[Rows of box annotation records]

--- start ---

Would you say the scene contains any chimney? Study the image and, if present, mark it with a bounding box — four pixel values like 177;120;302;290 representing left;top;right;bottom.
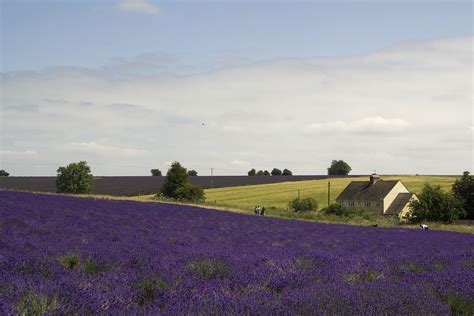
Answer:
370;173;380;185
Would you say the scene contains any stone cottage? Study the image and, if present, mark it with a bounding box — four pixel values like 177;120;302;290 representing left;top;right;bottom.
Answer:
336;173;418;219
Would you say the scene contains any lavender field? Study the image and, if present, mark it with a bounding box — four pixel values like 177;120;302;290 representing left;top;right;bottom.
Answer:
0;191;474;315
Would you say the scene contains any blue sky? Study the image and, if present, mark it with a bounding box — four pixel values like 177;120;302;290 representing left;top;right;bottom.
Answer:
0;0;474;176
1;0;472;72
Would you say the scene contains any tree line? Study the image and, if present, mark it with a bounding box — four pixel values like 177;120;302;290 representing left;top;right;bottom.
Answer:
56;161;204;201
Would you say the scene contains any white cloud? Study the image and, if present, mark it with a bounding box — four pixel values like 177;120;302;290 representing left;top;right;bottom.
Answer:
308;116;410;135
117;0;160;14
0;149;38;157
230;159;250;166
0;37;473;175
70;142;148;156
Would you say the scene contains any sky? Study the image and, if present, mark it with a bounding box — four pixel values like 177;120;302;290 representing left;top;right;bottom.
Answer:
0;0;474;176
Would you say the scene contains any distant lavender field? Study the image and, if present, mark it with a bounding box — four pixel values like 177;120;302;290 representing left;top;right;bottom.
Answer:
0;191;474;315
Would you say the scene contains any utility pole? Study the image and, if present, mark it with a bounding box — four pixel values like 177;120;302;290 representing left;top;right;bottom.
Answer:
328;181;331;207
211;168;214;189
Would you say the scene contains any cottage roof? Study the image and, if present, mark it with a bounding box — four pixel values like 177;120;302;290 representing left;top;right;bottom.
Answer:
336;180;398;201
385;192;413;215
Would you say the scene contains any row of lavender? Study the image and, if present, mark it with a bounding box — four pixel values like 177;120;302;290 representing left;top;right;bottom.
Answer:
0;175;334;196
0;191;474;315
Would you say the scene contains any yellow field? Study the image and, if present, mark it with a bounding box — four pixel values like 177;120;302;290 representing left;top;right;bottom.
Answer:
205;176;458;211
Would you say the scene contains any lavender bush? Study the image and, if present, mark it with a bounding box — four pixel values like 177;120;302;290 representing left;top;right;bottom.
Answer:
0;191;474;315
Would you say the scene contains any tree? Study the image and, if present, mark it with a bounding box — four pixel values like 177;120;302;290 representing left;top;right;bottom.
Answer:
188;170;197;177
282;169;293;176
0;169;10;177
328;160;352;176
150;169;161;177
271;168;281;176
56;161;93;194
161;161;204;201
452;171;474;219
407;183;465;223
161;161;188;198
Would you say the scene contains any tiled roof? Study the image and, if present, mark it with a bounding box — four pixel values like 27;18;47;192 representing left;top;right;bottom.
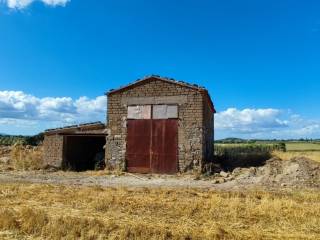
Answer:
106;75;206;95
45;122;104;133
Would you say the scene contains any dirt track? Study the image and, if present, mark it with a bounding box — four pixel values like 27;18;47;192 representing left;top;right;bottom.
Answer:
0;158;320;190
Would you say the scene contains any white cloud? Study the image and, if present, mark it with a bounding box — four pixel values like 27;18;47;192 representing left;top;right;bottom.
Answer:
0;91;320;139
3;0;70;9
215;108;288;133
0;91;107;127
215;108;320;139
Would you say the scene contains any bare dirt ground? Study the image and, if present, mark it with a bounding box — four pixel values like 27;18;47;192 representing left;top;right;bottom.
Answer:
0;157;320;190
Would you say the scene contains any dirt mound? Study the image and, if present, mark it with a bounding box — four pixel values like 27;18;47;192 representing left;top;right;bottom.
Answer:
228;157;320;188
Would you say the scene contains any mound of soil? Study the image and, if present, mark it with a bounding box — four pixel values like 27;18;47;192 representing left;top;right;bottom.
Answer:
228;157;320;188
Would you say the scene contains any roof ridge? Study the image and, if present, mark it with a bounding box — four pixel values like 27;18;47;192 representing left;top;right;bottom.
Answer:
106;74;207;95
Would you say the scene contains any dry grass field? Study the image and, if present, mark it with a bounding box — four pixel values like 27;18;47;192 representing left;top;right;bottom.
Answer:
0;184;320;240
275;142;320;162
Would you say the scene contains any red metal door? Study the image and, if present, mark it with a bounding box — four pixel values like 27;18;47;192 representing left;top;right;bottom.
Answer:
126;120;152;173
151;119;178;174
126;119;178;174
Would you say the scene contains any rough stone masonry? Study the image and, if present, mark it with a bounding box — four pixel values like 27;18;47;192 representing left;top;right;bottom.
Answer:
106;76;215;172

--- end ---

Arrange all of the records above into a numbered list, leaving out any blank lines. Exclude the pictures from your answer.

THE COMPLETED TASK
1. Would you say the scene contains any chimney? Study the image and, if present, mark it with a bounding box — four pixel values like 177;120;302;290 representing left;top;right;bottom.
2. Answer:
3. 370;173;380;185
4. Would you say the scene contains any stone cottage? Study the image and, if present, mark it with a bounding box — four pixel values like 177;120;302;290 representing left;top;right;bottom.
5. Answer:
6. 336;173;418;219
7. Would you say the scene contains any lavender field? Study the image and, if present, mark it with a bounding box — four pixel values like 177;120;302;290 representing left;top;right;bottom.
8. Answer:
9. 0;191;474;315
10. Would you say the scene contains any blue sky? Study the image and, if present, mark it with a bounding box — four pixel values like 177;120;302;290 representing left;top;right;bottom.
11. Answer:
12. 0;0;474;176
13. 1;0;472;72
14. Would you say the scene contains any tree line? Study the image and, if present, mark it with a bounding box — four pixel values like 177;120;302;290 representing left;top;right;bottom.
15. Answer:
16. 56;161;204;201
17. Would you say the scene contains any white cloud? Study the image and, if present, mark it with a bounding box — four pixel values like 177;120;302;290 representing left;top;right;bottom.
18. Answer:
19. 308;116;410;135
20. 117;0;160;14
21. 0;149;38;157
22. 230;159;250;166
23. 0;37;473;175
24. 70;142;148;156
25. Would you say the scene contains any sky? Study the image and, if present, mark it with a bounding box — four pixel values like 177;120;302;290 representing left;top;right;bottom.
26. Answer:
27. 0;0;474;176
28. Would you say the scene contains any distant lavender field? Study the image and, if present, mark it with a bounding box — four pixel values like 177;120;302;290 representing left;top;right;bottom.
29. Answer:
30. 0;191;474;315
31. Would you say the scene contains any utility pole? Study the image and, if present, mark it with a bounding box — four pixel values like 177;120;302;290 representing left;top;right;bottom.
32. Answer:
33. 328;181;331;207
34. 211;168;214;189
35. Would you say the scene contains any cottage roof? Study the image and, if present, mark it with a bounding box — four pixel values like 177;120;302;290 representing left;top;right;bottom.
36. Answer:
37. 336;180;398;201
38. 385;192;413;215
39. Would you say the scene contains any row of lavender? Study the image and, if present, mark it with a bounding box — four pixel values like 177;120;302;290 representing left;top;right;bottom.
40. Answer:
41. 0;175;334;196
42. 0;191;474;315
43. Would you say the scene contains any yellow field? Study the image and, if present, mark it with a bounding box — four pixel values like 177;120;302;290 representing left;top;right;bottom.
44. Answer:
45. 205;176;458;211
46. Would you say the scene contains any lavender bush? Study the image and, if present, mark it with a bounding box — four pixel values like 177;120;302;290 representing left;top;right;bottom.
47. Answer:
48. 0;191;474;315
49. Would you say the scene contains any tree? Study the image and, if present, mark it with a bounding box — four pixel values like 177;120;302;290 representing left;top;right;bottom.
50. Answer:
51. 188;170;197;177
52. 282;169;293;176
53. 0;169;10;177
54. 328;160;352;176
55. 150;169;161;177
56. 271;168;281;176
57. 56;161;93;194
58. 161;161;204;201
59. 452;171;474;219
60. 407;183;465;223
61. 161;161;188;198
62. Would you say the scene contains any tiled roof? Study the image and, if present, mark it with a bounding box — four pixel values like 27;18;47;192 representing left;top;right;bottom.
63. Answer:
64. 106;75;206;95
65. 45;122;104;133
66. Would you say the scene contains any dirt track? Study the image and, if present, mark it with a bounding box — four pixel values like 27;18;47;192 representing left;top;right;bottom.
67. Answer:
68. 0;158;320;190
69. Would you say the scene contains any white cloud? Study the image and, if present, mark it with a bounding box — four pixel values like 27;18;47;192 representing left;top;right;bottom.
70. Answer:
71. 0;91;320;139
72. 3;0;70;9
73. 215;108;288;133
74. 0;91;107;127
75. 215;108;320;139
76. Would you say the scene contains any bare dirt ground? Study the image and, if present, mark it with a bounding box — four pixel values like 27;18;47;192 representing left;top;right;bottom.
77. Answer:
78. 0;157;320;190
79. Would you say the scene contains any dirt mound? Study the image and, if present, mark it with a bounding box — four pixel values like 27;18;47;192 representing left;top;right;bottom.
80. Answer:
81. 228;157;320;188
82. Would you say the scene contains any mound of soil? Study the image and, if present, mark it with a bounding box — four pixel values like 27;18;47;192 representing left;top;right;bottom.
83. Answer:
84. 228;157;320;188
85. Would you say the scene contains any roof ridge? Study the image and, if present, mark it with a bounding box — four pixel values like 27;18;47;192 representing left;top;right;bottom.
86. Answer:
87. 106;74;207;95
88. Would you say the scene contains any dry grass field? Study the image and, if present, mark it with a bounding box — four pixel values like 27;18;47;192 representing left;top;right;bottom.
89. Answer:
90. 0;184;320;240
91. 275;142;320;162
92. Would you say the scene contains any red metal door? Study the image and, if present, mark it with a bounding box — four pixel values like 27;18;47;192 representing left;top;right;bottom.
93. Answer:
94. 126;120;152;173
95. 151;119;178;174
96. 126;119;178;174
97. Would you say the scene contains any rough stone masonry? Study the image and, if present, mark it with a bounding box — four pixel values like 27;18;47;192 representing left;top;right;bottom.
98. Answer:
99. 106;76;215;172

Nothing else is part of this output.